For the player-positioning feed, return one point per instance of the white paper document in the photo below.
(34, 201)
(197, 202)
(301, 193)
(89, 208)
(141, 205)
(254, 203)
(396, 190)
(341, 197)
────────────────────
**Objective**
Quote the data above word for word, changing nothing and adding nothing.

**Expected answer**
For the player-positioning feed, return one point per instance of the white paper document in the photo below.
(34, 201)
(197, 202)
(301, 193)
(89, 208)
(141, 205)
(254, 203)
(396, 190)
(341, 197)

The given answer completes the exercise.